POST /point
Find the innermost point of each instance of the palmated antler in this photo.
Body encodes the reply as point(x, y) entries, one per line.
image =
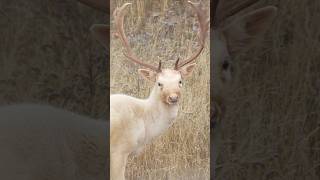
point(203, 28)
point(118, 15)
point(224, 9)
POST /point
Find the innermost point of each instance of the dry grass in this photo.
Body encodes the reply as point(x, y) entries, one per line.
point(47, 55)
point(272, 127)
point(164, 30)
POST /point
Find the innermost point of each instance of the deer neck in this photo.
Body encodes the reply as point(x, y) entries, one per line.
point(159, 115)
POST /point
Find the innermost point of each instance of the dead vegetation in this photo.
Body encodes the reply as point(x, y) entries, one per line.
point(47, 55)
point(166, 30)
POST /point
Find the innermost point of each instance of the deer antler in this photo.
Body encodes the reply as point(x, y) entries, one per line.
point(119, 14)
point(102, 5)
point(203, 28)
point(224, 11)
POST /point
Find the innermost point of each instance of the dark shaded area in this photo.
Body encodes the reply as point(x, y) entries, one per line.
point(270, 128)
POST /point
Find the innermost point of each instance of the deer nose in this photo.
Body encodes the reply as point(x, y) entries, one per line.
point(173, 98)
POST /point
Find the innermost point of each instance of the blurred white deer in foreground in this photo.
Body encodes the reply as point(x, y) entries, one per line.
point(230, 39)
point(43, 142)
point(135, 122)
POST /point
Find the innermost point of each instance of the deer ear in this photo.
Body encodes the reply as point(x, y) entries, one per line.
point(101, 34)
point(187, 70)
point(244, 31)
point(148, 74)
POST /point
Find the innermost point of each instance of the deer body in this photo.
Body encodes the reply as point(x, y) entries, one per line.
point(43, 142)
point(135, 122)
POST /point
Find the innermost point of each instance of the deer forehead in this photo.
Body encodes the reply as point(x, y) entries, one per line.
point(169, 76)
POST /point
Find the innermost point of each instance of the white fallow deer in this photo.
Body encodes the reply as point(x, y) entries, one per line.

====

- _Work to do_
Could you copy all of the material above word for word, leaving out the pictures?

- _Task output_
POST /point
Find the innermost point of each instance of the palmated antler in this photo.
Body encodes the reply as point(x, y) entries, one per line.
image =
point(203, 28)
point(118, 15)
point(224, 9)
POST /point
Find the innermost point of each instance of the dry grass in this photo.
Body encodes the reply as point(x, y) entries, one per line.
point(47, 55)
point(272, 127)
point(164, 30)
POST /point
Find the innermost point of each instance of the deer neck in this photo.
Body encodes the reply as point(x, y) entries, one per line.
point(159, 115)
POST /point
Find the innermost point of each instance of the dead vegetation in this photo.
Body encodes the reply as point(x, y) entries, one per line.
point(47, 55)
point(166, 30)
POST /point
Find the innermost point of each instance of the deer antler in this photo.
Body encodes the reply as point(x, y) entries, one per line.
point(119, 14)
point(102, 5)
point(203, 28)
point(224, 11)
POST /point
Find the innermost point of each instance of the dark shaded area in this photo.
Body encodes the reply as point(x, y) entries, one per line.
point(270, 128)
POST /point
Find the innermost point of each instance of the deer nose in this photo.
Body encodes the reply as point(x, y) entries, one per line.
point(173, 98)
POST /point
Find the innermost point of each instance of the blurred white deer in foreground in this photo.
Body encodes the reply as point(x, y) entries, one per line.
point(230, 39)
point(43, 142)
point(135, 122)
POST /point
Find the innermost point of each instance of the deer ear in this photo.
Body encodes the reply as point(x, y) entries, one per line.
point(101, 34)
point(187, 70)
point(244, 31)
point(148, 74)
POST /point
Find the innermost point of each instance of the deer body in this photo.
Body encodes the reply as point(x, y) entries, one per line.
point(43, 142)
point(135, 122)
POST /point
Find the innermost point of each instance of the deer forehead in this photo.
Body encodes the reply as point(x, y) entries, one per line.
point(169, 76)
POST /point
Find the innermost point of each instance of the white fallow deer in this photo.
Body encodes the reply as point(x, y) entries, one per line.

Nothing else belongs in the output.